Directions —
Write the entries out again exactly as they stand, but without the pictures.

Data provided —

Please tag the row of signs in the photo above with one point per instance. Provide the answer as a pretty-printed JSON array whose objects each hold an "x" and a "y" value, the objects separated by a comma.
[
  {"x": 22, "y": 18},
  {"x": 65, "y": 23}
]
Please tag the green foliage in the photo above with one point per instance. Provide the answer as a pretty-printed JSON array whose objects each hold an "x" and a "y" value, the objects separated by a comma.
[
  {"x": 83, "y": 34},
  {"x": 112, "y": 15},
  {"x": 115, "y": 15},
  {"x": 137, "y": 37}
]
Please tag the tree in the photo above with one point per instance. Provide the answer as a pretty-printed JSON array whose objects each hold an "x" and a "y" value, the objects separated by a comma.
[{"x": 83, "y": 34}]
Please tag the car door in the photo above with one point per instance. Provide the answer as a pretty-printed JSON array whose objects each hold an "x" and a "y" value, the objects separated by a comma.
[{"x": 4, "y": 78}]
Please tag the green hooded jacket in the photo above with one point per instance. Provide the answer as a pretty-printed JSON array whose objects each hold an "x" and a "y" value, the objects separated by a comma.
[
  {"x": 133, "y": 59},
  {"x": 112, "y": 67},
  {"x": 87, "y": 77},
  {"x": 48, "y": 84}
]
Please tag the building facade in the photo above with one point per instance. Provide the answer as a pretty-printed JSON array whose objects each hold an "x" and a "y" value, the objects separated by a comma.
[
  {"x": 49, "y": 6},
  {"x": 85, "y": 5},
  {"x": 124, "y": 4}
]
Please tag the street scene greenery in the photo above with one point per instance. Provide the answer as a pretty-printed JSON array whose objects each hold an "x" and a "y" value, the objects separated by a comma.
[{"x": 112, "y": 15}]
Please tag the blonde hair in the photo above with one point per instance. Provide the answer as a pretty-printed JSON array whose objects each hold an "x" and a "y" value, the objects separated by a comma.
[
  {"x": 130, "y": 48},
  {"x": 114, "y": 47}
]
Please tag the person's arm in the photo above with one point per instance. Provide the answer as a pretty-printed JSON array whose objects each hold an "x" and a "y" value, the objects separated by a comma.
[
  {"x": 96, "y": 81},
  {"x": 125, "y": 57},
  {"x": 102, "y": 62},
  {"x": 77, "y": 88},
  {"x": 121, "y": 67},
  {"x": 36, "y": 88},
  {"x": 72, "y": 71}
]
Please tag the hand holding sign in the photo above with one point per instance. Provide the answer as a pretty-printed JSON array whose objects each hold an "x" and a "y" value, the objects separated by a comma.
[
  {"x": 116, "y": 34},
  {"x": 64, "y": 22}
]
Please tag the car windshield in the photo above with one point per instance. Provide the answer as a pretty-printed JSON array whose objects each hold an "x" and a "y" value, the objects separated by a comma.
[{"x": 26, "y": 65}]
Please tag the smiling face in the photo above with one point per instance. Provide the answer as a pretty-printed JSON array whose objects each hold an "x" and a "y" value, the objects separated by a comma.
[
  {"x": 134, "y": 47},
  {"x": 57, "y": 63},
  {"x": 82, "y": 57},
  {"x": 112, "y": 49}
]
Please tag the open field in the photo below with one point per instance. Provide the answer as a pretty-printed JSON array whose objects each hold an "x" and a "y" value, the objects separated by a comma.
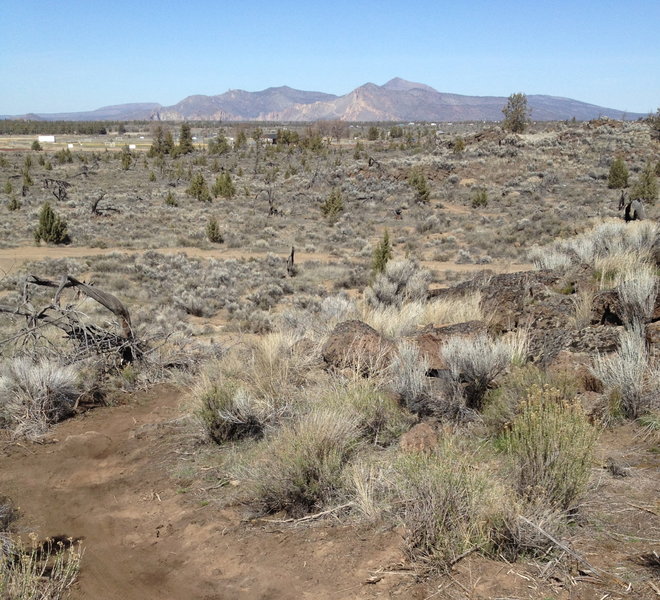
[{"x": 450, "y": 422}]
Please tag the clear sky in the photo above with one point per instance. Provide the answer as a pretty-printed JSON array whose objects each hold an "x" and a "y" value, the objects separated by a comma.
[{"x": 70, "y": 55}]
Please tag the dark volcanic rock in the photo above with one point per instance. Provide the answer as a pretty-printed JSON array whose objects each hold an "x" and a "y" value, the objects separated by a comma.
[
  {"x": 430, "y": 339},
  {"x": 354, "y": 344}
]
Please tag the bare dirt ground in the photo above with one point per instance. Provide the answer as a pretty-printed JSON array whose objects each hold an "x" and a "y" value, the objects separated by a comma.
[{"x": 107, "y": 476}]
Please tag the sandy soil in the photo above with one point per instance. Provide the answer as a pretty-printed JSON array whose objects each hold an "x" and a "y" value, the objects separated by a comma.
[{"x": 107, "y": 476}]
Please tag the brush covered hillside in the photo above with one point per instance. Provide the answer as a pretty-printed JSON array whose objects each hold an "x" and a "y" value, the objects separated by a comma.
[
  {"x": 396, "y": 100},
  {"x": 422, "y": 363}
]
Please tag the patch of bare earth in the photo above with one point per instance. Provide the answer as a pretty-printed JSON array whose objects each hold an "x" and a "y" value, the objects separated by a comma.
[{"x": 108, "y": 476}]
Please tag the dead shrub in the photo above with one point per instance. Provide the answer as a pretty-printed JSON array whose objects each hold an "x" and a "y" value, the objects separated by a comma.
[{"x": 35, "y": 394}]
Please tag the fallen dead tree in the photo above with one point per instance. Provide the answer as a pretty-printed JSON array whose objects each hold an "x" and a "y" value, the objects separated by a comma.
[{"x": 89, "y": 337}]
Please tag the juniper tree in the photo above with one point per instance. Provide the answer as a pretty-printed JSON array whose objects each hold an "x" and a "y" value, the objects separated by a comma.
[
  {"x": 198, "y": 188},
  {"x": 333, "y": 205},
  {"x": 618, "y": 176},
  {"x": 516, "y": 113},
  {"x": 646, "y": 187},
  {"x": 51, "y": 229},
  {"x": 213, "y": 232},
  {"x": 185, "y": 140},
  {"x": 417, "y": 180},
  {"x": 382, "y": 254}
]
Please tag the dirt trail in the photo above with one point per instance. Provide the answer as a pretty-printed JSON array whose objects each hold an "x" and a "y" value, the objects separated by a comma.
[{"x": 106, "y": 477}]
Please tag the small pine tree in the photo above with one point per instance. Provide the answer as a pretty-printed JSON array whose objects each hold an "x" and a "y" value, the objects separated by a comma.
[
  {"x": 382, "y": 254},
  {"x": 224, "y": 186},
  {"x": 479, "y": 198},
  {"x": 516, "y": 113},
  {"x": 51, "y": 228},
  {"x": 646, "y": 188},
  {"x": 185, "y": 140},
  {"x": 170, "y": 200},
  {"x": 198, "y": 188},
  {"x": 458, "y": 145},
  {"x": 213, "y": 232},
  {"x": 333, "y": 205},
  {"x": 126, "y": 158},
  {"x": 417, "y": 180},
  {"x": 618, "y": 176},
  {"x": 219, "y": 145},
  {"x": 654, "y": 124}
]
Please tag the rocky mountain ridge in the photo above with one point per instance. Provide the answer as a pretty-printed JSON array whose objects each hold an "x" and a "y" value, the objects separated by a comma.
[{"x": 396, "y": 100}]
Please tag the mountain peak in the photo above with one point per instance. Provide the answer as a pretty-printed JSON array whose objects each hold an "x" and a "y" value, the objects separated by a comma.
[{"x": 402, "y": 85}]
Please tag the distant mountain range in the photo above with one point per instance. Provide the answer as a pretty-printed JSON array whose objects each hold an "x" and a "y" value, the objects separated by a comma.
[{"x": 397, "y": 100}]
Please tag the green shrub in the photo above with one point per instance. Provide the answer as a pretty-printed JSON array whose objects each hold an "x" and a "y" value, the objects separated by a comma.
[
  {"x": 445, "y": 504},
  {"x": 227, "y": 412},
  {"x": 51, "y": 229},
  {"x": 503, "y": 403},
  {"x": 377, "y": 414},
  {"x": 224, "y": 186},
  {"x": 479, "y": 198},
  {"x": 618, "y": 176},
  {"x": 475, "y": 363},
  {"x": 64, "y": 156},
  {"x": 300, "y": 466},
  {"x": 551, "y": 444}
]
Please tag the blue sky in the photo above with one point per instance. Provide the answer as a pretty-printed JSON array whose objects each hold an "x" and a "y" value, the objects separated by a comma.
[{"x": 79, "y": 55}]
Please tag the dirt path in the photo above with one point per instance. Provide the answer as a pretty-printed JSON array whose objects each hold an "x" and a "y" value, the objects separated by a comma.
[{"x": 106, "y": 477}]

Expected answer —
Please tag the row of signs in the photo above with one point per instance. Provide the answer as a pretty-printed JSON array whose objects each hold an "x" and a "y" value, the objects separated by a comma.
[
  {"x": 22, "y": 18},
  {"x": 65, "y": 23}
]
Please tag the green foliage in the photo above with one point per instance. Provide the answer as a pretty-printed JSON array whose objects each hold an "x" and a "y" value, the objects separated by a comma.
[
  {"x": 83, "y": 34},
  {"x": 112, "y": 15},
  {"x": 115, "y": 15},
  {"x": 137, "y": 37}
]
Please tag the tree in the photo above with one point per instance. Provide the answer as a pretty-printed JSON array whose objects each hold an "x" and a "y" value, the objects separated by a comma.
[{"x": 83, "y": 34}]
Please tag the car door in the photo above with one point per instance. Provide the answer as a pretty-printed JSON array whose objects each hold an "x" and a "y" value, the objects separated by a comma.
[{"x": 4, "y": 78}]
Please tag the green hooded jacket in the photo above with one point per instance. Provide the answer as a pretty-printed JSON array whose objects each hold an "x" and a "y" value, the objects separated by a comma.
[
  {"x": 133, "y": 59},
  {"x": 112, "y": 67},
  {"x": 87, "y": 77},
  {"x": 48, "y": 84}
]
Please tag the building facade in the photo above with one point per instance. Provide the answer as a pretty-printed JSON array whose objects each hold an "x" and a "y" value, the objects separated by a comma.
[
  {"x": 49, "y": 6},
  {"x": 85, "y": 5},
  {"x": 124, "y": 4}
]
Please tag the street scene greenery in the photo above with one point per instance. Provide the answer as a pretty-printed JSON array whose objects each hold an "x" and a "y" value, the objects separated by a comma.
[{"x": 112, "y": 15}]
Please tag the blonde hair in the photo above with one point per instance. Provide the answer as a pretty-printed JSON array whose objects each hold an "x" and a "y" value, the objects separated by a comma.
[
  {"x": 130, "y": 48},
  {"x": 114, "y": 47}
]
Please tag the person's arm in the photo above with one point per instance. Provide the answer as a pretty-printed JSON array whose objects each hold an "x" and a "y" value, the objects separated by a comma.
[
  {"x": 96, "y": 81},
  {"x": 125, "y": 57},
  {"x": 102, "y": 62},
  {"x": 77, "y": 88},
  {"x": 121, "y": 67},
  {"x": 36, "y": 88},
  {"x": 72, "y": 71}
]
Please tag the hand holding sign in the photo above with one point per instance. Provide the answer as a pretty-printed JSON array whose objects each hold an "x" and a "y" value, the objects separated by a comma.
[
  {"x": 116, "y": 34},
  {"x": 64, "y": 22}
]
Please tag the car windshield in the photo above with one point per instance. Provide the answer as a pretty-printed JSON array whose objects each hold an "x" and a "y" value, the objects separated by a comma.
[{"x": 26, "y": 65}]
Please tag the smiling face in the photo above with one point per instance. Provide the answer as a pretty-printed JSON array whose objects each hold an "x" and a "y" value, the objects separated by a comma.
[
  {"x": 134, "y": 47},
  {"x": 57, "y": 63},
  {"x": 82, "y": 57},
  {"x": 112, "y": 49}
]
Please tag the open field in the photo below with one point per instance. Provide the answer as a pretty-printed JSON array whose objects each hold an "x" and a "y" value, the objects separated by a comma.
[{"x": 450, "y": 422}]
Please tag the clear sky in the photo above with one point per instance. Provide the answer as a pretty-printed JSON array whose objects each hold an "x" and a "y" value, the objects separated by a comma.
[{"x": 70, "y": 55}]
Please tag the dark volcanic rock in the photo above with one point per instance. Provide the answer as a pretty-printed JSON array whose objects each hold an "x" and a "y" value, the objects separated by a comma.
[
  {"x": 430, "y": 339},
  {"x": 354, "y": 344}
]
Please tag the bare dirt ground in the photo above with one point per instance. Provide the answer as a pretty-printed JSON array whose objects each hold an "x" and a "y" value, the objects separated by a comma.
[{"x": 107, "y": 476}]
Please tag the sandy soil in the photo above with one point per instance. Provide the answer as a pretty-printed JSON array whose objects each hold an "x" and a "y" value, the objects separated by a comma.
[{"x": 107, "y": 476}]
Please tag the brush covered hillside in the photo above with one point per instance. Provide the answer as a pretty-printed JSON array whose objects each hold an "x" and a "y" value, the objects separated by a comma.
[
  {"x": 396, "y": 100},
  {"x": 422, "y": 363}
]
Please tag the patch of bare earth in the photo above with one point per instance. Provide the answer as a pretty-printed JSON array whose objects each hold an "x" and a "y" value, the objects separated by a comma.
[{"x": 108, "y": 476}]
Please tag the dead shrub in the photo above with one point per instance. Provide the answer as a pretty-printed JSON array whose objects each hold an "x" and a "y" value, the objects separated by a comma.
[{"x": 35, "y": 394}]
Please tag the fallen dead tree in the photo above with one point per instance. Provide the answer as a pretty-printed JSON array whose objects each hold an "x" and a "y" value, the objects separated by a comma.
[{"x": 89, "y": 337}]
Please tag the juniper tree in the photo above with one point per instance. Provide the answer as a pretty-printed JSON array whose objects each hold an "x" and a "y" value, the objects separated by a comma.
[
  {"x": 198, "y": 188},
  {"x": 333, "y": 205},
  {"x": 618, "y": 176},
  {"x": 516, "y": 113},
  {"x": 646, "y": 187},
  {"x": 51, "y": 229},
  {"x": 213, "y": 232},
  {"x": 185, "y": 140},
  {"x": 417, "y": 180},
  {"x": 382, "y": 254}
]
Please tag the dirt trail in the photo above with one point per instance. Provide the answer as a pretty-printed JSON array whose objects each hold an "x" and a "y" value, the objects separated by a comma.
[{"x": 106, "y": 477}]
Please tag the small pine tree in the photo above with one point per instance. Provide the answer as a pretty-printed JSON array whose objects each hold an "x" and a "y" value, the objects separated by a comma.
[
  {"x": 382, "y": 254},
  {"x": 224, "y": 186},
  {"x": 479, "y": 198},
  {"x": 516, "y": 113},
  {"x": 51, "y": 228},
  {"x": 646, "y": 188},
  {"x": 185, "y": 140},
  {"x": 170, "y": 200},
  {"x": 198, "y": 188},
  {"x": 458, "y": 145},
  {"x": 213, "y": 232},
  {"x": 333, "y": 205},
  {"x": 126, "y": 158},
  {"x": 417, "y": 180},
  {"x": 618, "y": 176},
  {"x": 219, "y": 145},
  {"x": 654, "y": 124}
]
Please tag the rocky mountain ridge in the photo above with one point per instance. Provide the answer as a pretty-printed JSON array whose objects each hold an "x" and a "y" value, the objects separated by a comma.
[{"x": 396, "y": 100}]
Please tag the mountain peak in the photo above with one point per instance. Provide the answer as a pretty-printed JSON array whose objects each hold an "x" and a "y" value, the objects separated by a comma.
[{"x": 402, "y": 85}]
Please tag the distant mountain range in the photo above with one point per instance. Provide the answer as a pretty-printed JSON array whose objects each hold an "x" and a "y" value, the objects separated by a comma.
[{"x": 397, "y": 100}]
Please tag the green shrub in the photo above with one point per instance. Provide the answer as a pretty-printed JSON array whose objects each hold an "x" and a "y" value, the objects separated by a comma.
[
  {"x": 445, "y": 504},
  {"x": 227, "y": 412},
  {"x": 51, "y": 229},
  {"x": 503, "y": 403},
  {"x": 377, "y": 414},
  {"x": 224, "y": 186},
  {"x": 479, "y": 198},
  {"x": 618, "y": 176},
  {"x": 475, "y": 363},
  {"x": 64, "y": 156},
  {"x": 300, "y": 466},
  {"x": 551, "y": 444}
]
Please tag the blue sky in the photo above with one point per instance. Provide the answer as a pretty-printed JSON array whose objects each hold an "x" and a "y" value, the objects separated by a comma.
[{"x": 79, "y": 55}]
Please tag the dirt path in the photo above with one point per instance. Provide the answer as a pretty-printed JSON array whose objects each hold an "x" and a "y" value, the objects separated by a comma.
[{"x": 106, "y": 477}]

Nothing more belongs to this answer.